▶ _Brief_: Please locate every line in the entries below that contains the word "fence" and copy each of those lines.

:: Data for this exercise

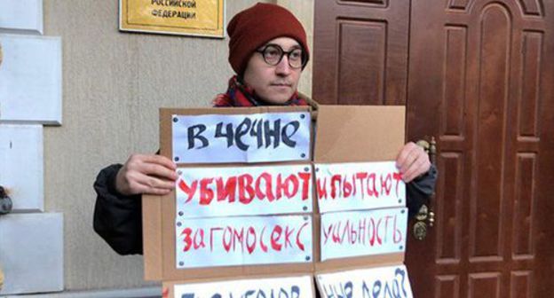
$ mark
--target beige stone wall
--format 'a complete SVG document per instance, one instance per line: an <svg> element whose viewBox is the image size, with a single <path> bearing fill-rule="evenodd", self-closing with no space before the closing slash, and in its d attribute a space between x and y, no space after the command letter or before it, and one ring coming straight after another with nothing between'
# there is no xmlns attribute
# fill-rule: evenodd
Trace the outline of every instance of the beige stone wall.
<svg viewBox="0 0 554 298"><path fill-rule="evenodd" d="M257 1L226 2L228 22ZM281 4L311 32L312 2ZM93 231L92 183L100 169L131 153L157 150L159 107L210 106L226 90L233 74L228 38L119 32L115 0L44 5L44 34L63 42L63 125L44 129L44 192L46 211L65 216L66 288L158 285L143 280L141 256L116 255ZM307 94L310 67L301 82Z"/></svg>

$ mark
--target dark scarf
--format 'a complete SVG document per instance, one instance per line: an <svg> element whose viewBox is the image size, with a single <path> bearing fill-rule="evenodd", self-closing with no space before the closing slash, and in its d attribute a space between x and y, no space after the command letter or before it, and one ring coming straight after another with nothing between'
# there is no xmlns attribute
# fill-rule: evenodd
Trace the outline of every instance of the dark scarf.
<svg viewBox="0 0 554 298"><path fill-rule="evenodd" d="M268 104L256 95L254 90L241 82L236 75L229 80L229 88L226 93L218 94L213 100L213 106L307 106L305 100L298 98L295 91L290 99L282 105Z"/></svg>

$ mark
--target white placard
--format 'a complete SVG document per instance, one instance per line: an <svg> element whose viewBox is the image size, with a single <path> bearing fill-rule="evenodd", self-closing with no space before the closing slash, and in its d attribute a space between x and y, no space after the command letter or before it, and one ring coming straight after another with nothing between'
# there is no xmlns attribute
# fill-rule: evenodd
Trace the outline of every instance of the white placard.
<svg viewBox="0 0 554 298"><path fill-rule="evenodd" d="M325 298L413 297L404 265L318 274L315 279Z"/></svg>
<svg viewBox="0 0 554 298"><path fill-rule="evenodd" d="M44 209L44 171L41 125L0 124L0 185L13 210Z"/></svg>
<svg viewBox="0 0 554 298"><path fill-rule="evenodd" d="M316 164L321 213L406 206L406 184L394 161Z"/></svg>
<svg viewBox="0 0 554 298"><path fill-rule="evenodd" d="M43 0L0 1L0 32L43 34Z"/></svg>
<svg viewBox="0 0 554 298"><path fill-rule="evenodd" d="M178 163L310 160L310 113L172 116Z"/></svg>
<svg viewBox="0 0 554 298"><path fill-rule="evenodd" d="M0 35L0 121L61 124L61 39Z"/></svg>
<svg viewBox="0 0 554 298"><path fill-rule="evenodd" d="M313 260L308 216L195 218L176 225L177 268Z"/></svg>
<svg viewBox="0 0 554 298"><path fill-rule="evenodd" d="M408 209L333 212L321 215L321 261L402 253Z"/></svg>
<svg viewBox="0 0 554 298"><path fill-rule="evenodd" d="M313 298L312 277L241 279L221 282L175 285L178 298Z"/></svg>
<svg viewBox="0 0 554 298"><path fill-rule="evenodd" d="M312 166L180 168L177 217L312 212Z"/></svg>

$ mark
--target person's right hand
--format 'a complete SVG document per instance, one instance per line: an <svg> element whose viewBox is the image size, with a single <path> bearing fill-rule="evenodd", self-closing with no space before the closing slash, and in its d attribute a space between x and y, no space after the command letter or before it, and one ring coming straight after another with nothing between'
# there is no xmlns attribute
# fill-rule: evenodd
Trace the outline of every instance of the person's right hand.
<svg viewBox="0 0 554 298"><path fill-rule="evenodd" d="M124 195L164 195L175 188L177 166L165 156L132 154L115 176L115 189Z"/></svg>

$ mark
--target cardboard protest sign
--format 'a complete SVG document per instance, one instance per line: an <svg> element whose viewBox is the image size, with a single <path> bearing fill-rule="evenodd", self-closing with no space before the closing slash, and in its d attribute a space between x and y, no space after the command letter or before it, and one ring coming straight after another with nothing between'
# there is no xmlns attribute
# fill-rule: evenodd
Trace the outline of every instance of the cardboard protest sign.
<svg viewBox="0 0 554 298"><path fill-rule="evenodd" d="M313 282L311 275L297 277L275 277L273 278L238 279L206 283L163 283L170 297L313 297Z"/></svg>
<svg viewBox="0 0 554 298"><path fill-rule="evenodd" d="M411 298L412 289L404 265L318 274L322 297Z"/></svg>
<svg viewBox="0 0 554 298"><path fill-rule="evenodd" d="M205 130L193 129L193 144L202 143L199 137L206 137L209 145L202 149L213 145L218 153L198 155L194 161L179 156L177 163L180 180L176 191L165 196L143 197L146 279L186 281L312 271L313 238L316 232L312 215L313 182L309 179L312 166L303 161L311 157L309 112L307 106L161 110L162 155L176 156L175 144L185 144L186 147L189 137L174 134L174 129L189 129L175 123L184 123L185 119L193 116L202 122L191 125L205 126ZM303 118L305 123L301 125ZM265 143L259 148L257 144L249 143L258 140L257 127L252 129L255 121L261 122L262 129L265 129L267 122L267 131L279 131L269 133L267 138L260 135ZM244 130L247 126L241 123L249 122L250 129ZM220 123L222 136L233 131L239 141L234 137L209 138L208 132L215 136ZM307 127L303 129L303 125ZM225 130L227 128L230 129ZM201 130L202 134L199 134ZM297 137L301 131L307 135L304 141ZM286 154L274 153L275 148L283 144L283 137L289 144L295 142L295 150L297 145L308 142L303 152L305 157L297 154L297 161L291 161ZM281 145L275 145L278 139ZM227 146L230 140L233 144ZM248 159L233 160L233 163L218 160L218 156L232 155L229 153L237 149L237 144L249 145L243 154ZM272 166L243 162L251 163L250 157L257 154ZM210 161L213 162L207 163ZM276 162L286 162L287 167L284 163L282 167L275 166ZM260 263L265 265L255 265Z"/></svg>
<svg viewBox="0 0 554 298"><path fill-rule="evenodd" d="M315 129L311 115L161 110L161 153L179 178L170 194L143 198L146 278L187 298L313 297L305 281L287 279L298 275L317 276L329 297L346 296L336 286L344 278L359 294L406 290L397 270L406 271L407 198L394 165L404 107L320 106ZM369 267L380 271L352 271Z"/></svg>

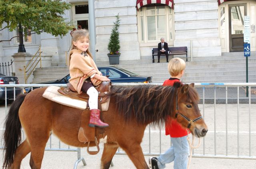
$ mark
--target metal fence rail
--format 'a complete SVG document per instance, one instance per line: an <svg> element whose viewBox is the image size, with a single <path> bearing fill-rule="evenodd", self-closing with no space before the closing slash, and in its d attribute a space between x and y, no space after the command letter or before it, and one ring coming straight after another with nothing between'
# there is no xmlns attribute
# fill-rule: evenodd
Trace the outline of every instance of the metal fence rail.
<svg viewBox="0 0 256 169"><path fill-rule="evenodd" d="M114 84L115 86L134 86L134 83ZM162 85L160 83L143 85ZM7 87L41 87L49 84L6 84ZM54 84L66 86L66 84ZM193 157L256 159L256 83L196 83L201 98L198 105L208 132L204 138L202 143L193 151ZM245 86L248 87L248 97ZM15 90L14 90L15 91ZM15 92L14 94L15 95ZM5 114L7 113L7 99L5 99ZM144 132L141 145L145 155L156 156L166 150L171 145L169 136L164 134L164 125L157 128L148 126ZM52 140L57 141L53 143ZM196 140L195 142L197 142ZM80 148L70 148L62 145L56 138L49 140L47 151L76 151L78 159L74 168L82 161ZM118 149L116 154L125 154Z"/></svg>

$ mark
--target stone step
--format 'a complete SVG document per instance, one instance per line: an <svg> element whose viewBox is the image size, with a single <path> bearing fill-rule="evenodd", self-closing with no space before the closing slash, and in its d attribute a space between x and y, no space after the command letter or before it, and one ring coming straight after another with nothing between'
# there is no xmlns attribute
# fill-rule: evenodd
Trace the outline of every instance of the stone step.
<svg viewBox="0 0 256 169"><path fill-rule="evenodd" d="M128 69L128 68L124 68ZM158 68L155 68L157 69ZM160 68L159 68L160 69ZM159 73L165 73L169 75L168 70L166 69L159 69L152 70L148 68L145 67L145 69L142 69L140 70L136 70L135 68L131 69L129 70L131 71L140 75L158 75ZM256 67L251 66L248 67L248 72L251 73L252 71L256 71ZM197 75L200 75L205 73L208 73L208 75L214 74L216 75L224 75L228 73L230 73L227 75L235 75L236 73L240 73L242 74L246 73L246 68L244 67L222 67L222 68L210 68L204 69L186 69L185 71L184 76L193 76L195 74Z"/></svg>
<svg viewBox="0 0 256 169"><path fill-rule="evenodd" d="M37 74L34 75L34 79L35 76L36 75L36 78L53 78L53 80L58 79L59 79L64 77L66 76L69 73L69 72L68 72L67 73L52 73L50 74Z"/></svg>
<svg viewBox="0 0 256 169"><path fill-rule="evenodd" d="M51 75L52 74L66 74L66 75L69 73L69 70L48 70L46 69L42 71L34 71L33 74L34 76L36 75Z"/></svg>

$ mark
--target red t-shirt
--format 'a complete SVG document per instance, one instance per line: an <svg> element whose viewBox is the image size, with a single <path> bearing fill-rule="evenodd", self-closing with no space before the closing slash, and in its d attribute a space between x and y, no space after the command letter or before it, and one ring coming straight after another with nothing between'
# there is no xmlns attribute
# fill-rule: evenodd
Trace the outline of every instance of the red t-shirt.
<svg viewBox="0 0 256 169"><path fill-rule="evenodd" d="M164 82L163 86L173 86L176 82L180 82L180 79L171 77L166 80ZM165 135L168 135L173 138L183 137L188 135L187 129L182 127L177 122L176 119L170 119L168 118L165 122Z"/></svg>

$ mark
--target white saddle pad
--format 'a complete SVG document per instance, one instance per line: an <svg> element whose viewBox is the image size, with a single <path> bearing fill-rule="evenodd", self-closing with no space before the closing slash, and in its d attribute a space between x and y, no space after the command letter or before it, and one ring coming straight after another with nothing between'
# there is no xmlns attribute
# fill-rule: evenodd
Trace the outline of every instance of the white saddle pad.
<svg viewBox="0 0 256 169"><path fill-rule="evenodd" d="M50 100L69 107L82 110L86 108L87 105L86 102L62 95L58 91L58 90L60 88L60 87L57 86L49 86L44 91L43 97ZM102 111L108 110L110 101L110 98L107 102L101 104Z"/></svg>

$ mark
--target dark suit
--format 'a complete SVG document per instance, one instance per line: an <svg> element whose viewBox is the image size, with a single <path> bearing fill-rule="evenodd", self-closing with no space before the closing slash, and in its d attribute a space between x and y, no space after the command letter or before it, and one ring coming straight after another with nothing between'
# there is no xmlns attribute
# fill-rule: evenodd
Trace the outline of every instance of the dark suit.
<svg viewBox="0 0 256 169"><path fill-rule="evenodd" d="M158 43L158 52L157 57L158 59L158 62L160 61L160 55L161 54L165 54L165 55L166 57L166 61L168 62L168 43L166 42L164 42L164 47L165 50L165 52L162 52L160 51L162 50L162 42L160 42Z"/></svg>

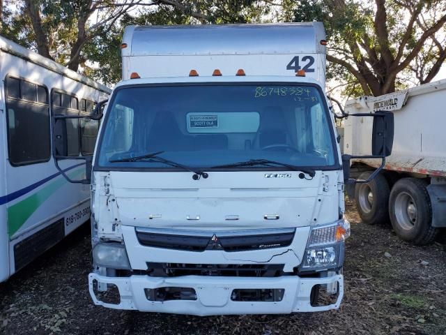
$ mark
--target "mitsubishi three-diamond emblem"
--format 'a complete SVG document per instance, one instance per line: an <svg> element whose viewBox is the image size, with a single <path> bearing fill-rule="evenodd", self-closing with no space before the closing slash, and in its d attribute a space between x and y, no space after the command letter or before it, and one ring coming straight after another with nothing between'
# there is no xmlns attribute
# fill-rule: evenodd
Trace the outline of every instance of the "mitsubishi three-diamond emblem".
<svg viewBox="0 0 446 335"><path fill-rule="evenodd" d="M213 237L209 240L209 244L208 244L207 250L222 250L223 247L220 244L218 237L214 234Z"/></svg>

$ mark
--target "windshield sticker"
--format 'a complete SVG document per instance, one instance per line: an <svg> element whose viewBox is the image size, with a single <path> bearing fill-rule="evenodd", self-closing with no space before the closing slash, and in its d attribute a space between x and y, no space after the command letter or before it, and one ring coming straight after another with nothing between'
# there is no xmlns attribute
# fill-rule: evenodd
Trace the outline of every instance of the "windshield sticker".
<svg viewBox="0 0 446 335"><path fill-rule="evenodd" d="M312 94L308 87L299 86L282 87L256 87L254 98L266 98L268 96L288 96L294 98L295 101L317 101L317 96Z"/></svg>
<svg viewBox="0 0 446 335"><path fill-rule="evenodd" d="M217 128L217 115L191 115L190 128Z"/></svg>

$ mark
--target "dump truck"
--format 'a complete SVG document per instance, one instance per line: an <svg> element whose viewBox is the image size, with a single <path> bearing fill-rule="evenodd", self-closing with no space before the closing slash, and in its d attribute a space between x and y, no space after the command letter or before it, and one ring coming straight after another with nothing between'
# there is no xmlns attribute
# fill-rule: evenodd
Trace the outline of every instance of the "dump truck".
<svg viewBox="0 0 446 335"><path fill-rule="evenodd" d="M415 244L432 242L446 227L445 105L445 80L347 101L347 114L379 110L391 111L394 117L393 151L383 170L351 190L364 223L390 222L398 236ZM370 120L348 117L344 126L344 153L369 152ZM352 170L367 179L379 165L376 159L355 159Z"/></svg>
<svg viewBox="0 0 446 335"><path fill-rule="evenodd" d="M339 307L350 158L325 94L326 44L321 22L126 27L86 165L96 305ZM391 117L372 116L369 156L390 153Z"/></svg>

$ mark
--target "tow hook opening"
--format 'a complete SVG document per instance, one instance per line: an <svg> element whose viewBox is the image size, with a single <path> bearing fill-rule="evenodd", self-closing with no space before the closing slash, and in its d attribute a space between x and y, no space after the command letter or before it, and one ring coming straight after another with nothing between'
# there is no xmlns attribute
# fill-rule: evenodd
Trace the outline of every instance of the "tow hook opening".
<svg viewBox="0 0 446 335"><path fill-rule="evenodd" d="M310 304L312 307L334 305L339 296L339 283L316 284L312 288Z"/></svg>
<svg viewBox="0 0 446 335"><path fill-rule="evenodd" d="M105 304L118 305L121 304L119 289L115 284L99 283L96 279L93 281L93 292L98 300Z"/></svg>
<svg viewBox="0 0 446 335"><path fill-rule="evenodd" d="M197 292L192 288L166 287L144 289L146 297L150 302L171 300L197 300Z"/></svg>
<svg viewBox="0 0 446 335"><path fill-rule="evenodd" d="M283 288L238 288L231 294L233 302L282 302L285 290Z"/></svg>

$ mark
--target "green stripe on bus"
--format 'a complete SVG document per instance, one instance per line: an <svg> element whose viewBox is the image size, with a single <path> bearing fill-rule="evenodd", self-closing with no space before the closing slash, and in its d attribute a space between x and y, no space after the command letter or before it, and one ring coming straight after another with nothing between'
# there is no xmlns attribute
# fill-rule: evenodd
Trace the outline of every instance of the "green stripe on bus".
<svg viewBox="0 0 446 335"><path fill-rule="evenodd" d="M84 169L72 171L67 174L70 178L79 177ZM8 207L8 234L10 238L26 222L37 209L45 202L52 193L68 181L61 175L59 179L38 191L29 197Z"/></svg>

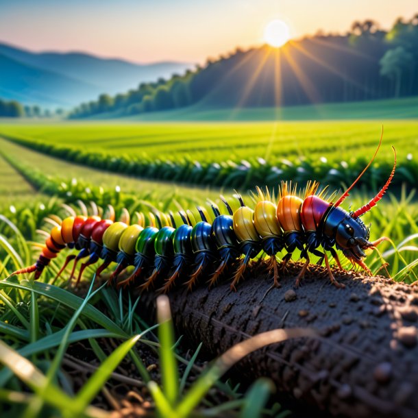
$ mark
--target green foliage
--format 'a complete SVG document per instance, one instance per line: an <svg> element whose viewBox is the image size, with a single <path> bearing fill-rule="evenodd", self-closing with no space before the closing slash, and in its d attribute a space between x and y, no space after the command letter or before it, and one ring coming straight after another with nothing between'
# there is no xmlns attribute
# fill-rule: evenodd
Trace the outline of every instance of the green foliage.
<svg viewBox="0 0 418 418"><path fill-rule="evenodd" d="M98 105L100 98L97 102L80 105L70 117L109 112L116 116L140 114L191 104L208 108L277 106L274 86L278 61L282 106L416 95L418 77L413 69L418 65L417 45L416 16L408 21L398 19L389 32L367 19L354 22L352 32L344 36L318 34L294 40L278 51L267 46L245 51L237 49L228 57L208 60L204 68L197 66L182 76L142 84L137 89L116 95L110 106ZM394 51L397 51L395 58L391 56ZM393 67L389 62L394 60L396 68L403 69L402 77L397 70L395 82L391 79L393 69L389 69ZM294 66L303 69L311 87L301 82Z"/></svg>
<svg viewBox="0 0 418 418"><path fill-rule="evenodd" d="M392 190L402 184L416 186L418 165L408 150L417 144L417 126L413 121L388 123L380 153L361 180L369 190L376 190L391 171L388 144L398 151ZM15 143L77 164L142 178L245 190L260 184L277 187L287 180L347 186L373 155L381 126L359 121L106 125L105 138L100 125L69 126L65 132L54 125L0 129ZM121 135L127 138L118 139Z"/></svg>

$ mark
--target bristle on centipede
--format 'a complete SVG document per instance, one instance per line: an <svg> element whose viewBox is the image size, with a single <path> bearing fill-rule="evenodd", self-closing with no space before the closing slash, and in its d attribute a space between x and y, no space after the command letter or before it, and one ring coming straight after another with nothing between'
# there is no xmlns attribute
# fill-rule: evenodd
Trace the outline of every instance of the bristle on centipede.
<svg viewBox="0 0 418 418"><path fill-rule="evenodd" d="M306 186L304 190L304 197L306 199L308 196L313 196L317 191L318 188L319 187L319 183L316 182L315 180L309 180L306 183Z"/></svg>
<svg viewBox="0 0 418 418"><path fill-rule="evenodd" d="M202 260L200 262L200 264L199 265L199 267L197 267L197 269L196 269L196 270L195 270L193 273L190 276L190 279L187 282L186 282L186 283L184 283L184 284L186 286L187 286L188 291L191 291L192 288L193 288L193 286L195 285L195 283L196 282L197 278L202 273L202 271L204 270L204 260Z"/></svg>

::::

▶ _Exercise answer_:
--target metal fence rail
Trace the outline of every instance of the metal fence rail.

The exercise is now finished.